WHAT IS EXPECTED: Print exactly the lines from the line with "[trace] dark brown plumage" to the last line of the data, please, both included.

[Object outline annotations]
— Start —
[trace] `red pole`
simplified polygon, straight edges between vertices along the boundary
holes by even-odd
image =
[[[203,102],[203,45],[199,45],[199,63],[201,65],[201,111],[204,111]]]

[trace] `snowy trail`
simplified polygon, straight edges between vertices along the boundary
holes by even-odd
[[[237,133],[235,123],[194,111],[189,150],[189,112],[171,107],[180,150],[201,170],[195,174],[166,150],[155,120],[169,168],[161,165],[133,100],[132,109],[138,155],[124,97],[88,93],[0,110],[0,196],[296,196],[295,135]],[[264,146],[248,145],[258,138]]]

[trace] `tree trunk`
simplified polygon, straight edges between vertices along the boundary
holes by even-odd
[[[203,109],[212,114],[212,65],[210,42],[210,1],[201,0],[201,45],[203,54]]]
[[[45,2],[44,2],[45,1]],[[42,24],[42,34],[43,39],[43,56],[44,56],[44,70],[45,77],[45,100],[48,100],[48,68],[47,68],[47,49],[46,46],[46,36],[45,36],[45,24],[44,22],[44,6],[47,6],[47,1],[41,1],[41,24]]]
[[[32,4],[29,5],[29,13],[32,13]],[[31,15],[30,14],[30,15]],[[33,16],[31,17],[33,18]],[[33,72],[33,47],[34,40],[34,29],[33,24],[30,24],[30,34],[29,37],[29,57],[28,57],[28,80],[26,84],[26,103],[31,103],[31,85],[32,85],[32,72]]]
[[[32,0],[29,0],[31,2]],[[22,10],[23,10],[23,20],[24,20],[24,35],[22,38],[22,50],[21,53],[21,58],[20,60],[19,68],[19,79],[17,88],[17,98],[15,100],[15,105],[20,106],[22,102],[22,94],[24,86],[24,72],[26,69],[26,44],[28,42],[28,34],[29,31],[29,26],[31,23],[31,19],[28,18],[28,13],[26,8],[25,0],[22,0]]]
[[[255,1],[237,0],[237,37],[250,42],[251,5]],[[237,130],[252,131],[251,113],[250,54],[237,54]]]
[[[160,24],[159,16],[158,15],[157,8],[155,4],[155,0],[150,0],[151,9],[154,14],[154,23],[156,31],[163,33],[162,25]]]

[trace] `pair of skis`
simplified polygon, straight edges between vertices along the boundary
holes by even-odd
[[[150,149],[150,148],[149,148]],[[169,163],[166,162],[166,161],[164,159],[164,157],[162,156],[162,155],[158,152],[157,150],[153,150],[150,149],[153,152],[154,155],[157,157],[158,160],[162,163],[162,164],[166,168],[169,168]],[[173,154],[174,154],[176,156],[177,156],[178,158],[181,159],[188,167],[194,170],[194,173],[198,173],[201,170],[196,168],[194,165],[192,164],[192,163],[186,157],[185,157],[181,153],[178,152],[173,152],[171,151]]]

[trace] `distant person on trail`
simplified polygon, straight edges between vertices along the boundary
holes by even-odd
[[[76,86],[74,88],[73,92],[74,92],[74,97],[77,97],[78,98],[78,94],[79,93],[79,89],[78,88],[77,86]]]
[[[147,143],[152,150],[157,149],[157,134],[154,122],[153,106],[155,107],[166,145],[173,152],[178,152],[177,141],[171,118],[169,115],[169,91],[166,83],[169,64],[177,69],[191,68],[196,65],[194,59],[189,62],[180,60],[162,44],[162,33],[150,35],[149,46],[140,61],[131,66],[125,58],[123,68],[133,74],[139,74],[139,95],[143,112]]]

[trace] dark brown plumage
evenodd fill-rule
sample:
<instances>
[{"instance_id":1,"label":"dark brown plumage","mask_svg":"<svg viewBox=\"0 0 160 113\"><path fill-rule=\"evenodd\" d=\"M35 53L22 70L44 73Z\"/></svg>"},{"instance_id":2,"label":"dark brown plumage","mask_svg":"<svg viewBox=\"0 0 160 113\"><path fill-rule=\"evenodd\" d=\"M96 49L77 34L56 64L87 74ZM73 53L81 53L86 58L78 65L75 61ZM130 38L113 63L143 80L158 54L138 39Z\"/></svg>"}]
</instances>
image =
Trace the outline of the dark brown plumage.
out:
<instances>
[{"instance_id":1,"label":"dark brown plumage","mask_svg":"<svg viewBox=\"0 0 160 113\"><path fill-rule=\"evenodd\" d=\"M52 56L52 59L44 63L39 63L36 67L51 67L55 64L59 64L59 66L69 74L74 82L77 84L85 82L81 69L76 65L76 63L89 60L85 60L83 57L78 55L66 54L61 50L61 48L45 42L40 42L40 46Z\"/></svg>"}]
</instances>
— End —
FINISHED ANSWER:
[trace] dark brown plumage
evenodd fill-rule
sample:
<instances>
[{"instance_id":1,"label":"dark brown plumage","mask_svg":"<svg viewBox=\"0 0 160 113\"><path fill-rule=\"evenodd\" d=\"M35 53L22 70L44 73Z\"/></svg>"},{"instance_id":2,"label":"dark brown plumage","mask_svg":"<svg viewBox=\"0 0 160 113\"><path fill-rule=\"evenodd\" d=\"M96 49L77 34L56 64L87 74ZM73 53L81 53L86 58L78 65L75 61ZM130 38L113 63L143 80L158 54L138 39Z\"/></svg>"}]
</instances>
image =
Trace the outline of the dark brown plumage.
out:
<instances>
[{"instance_id":1,"label":"dark brown plumage","mask_svg":"<svg viewBox=\"0 0 160 113\"><path fill-rule=\"evenodd\" d=\"M52 56L52 59L44 63L39 63L36 67L51 67L55 64L59 64L59 66L69 74L74 82L77 84L85 82L81 69L76 65L76 63L89 60L85 60L83 57L78 55L66 54L61 50L61 48L45 42L40 42L40 46Z\"/></svg>"}]
</instances>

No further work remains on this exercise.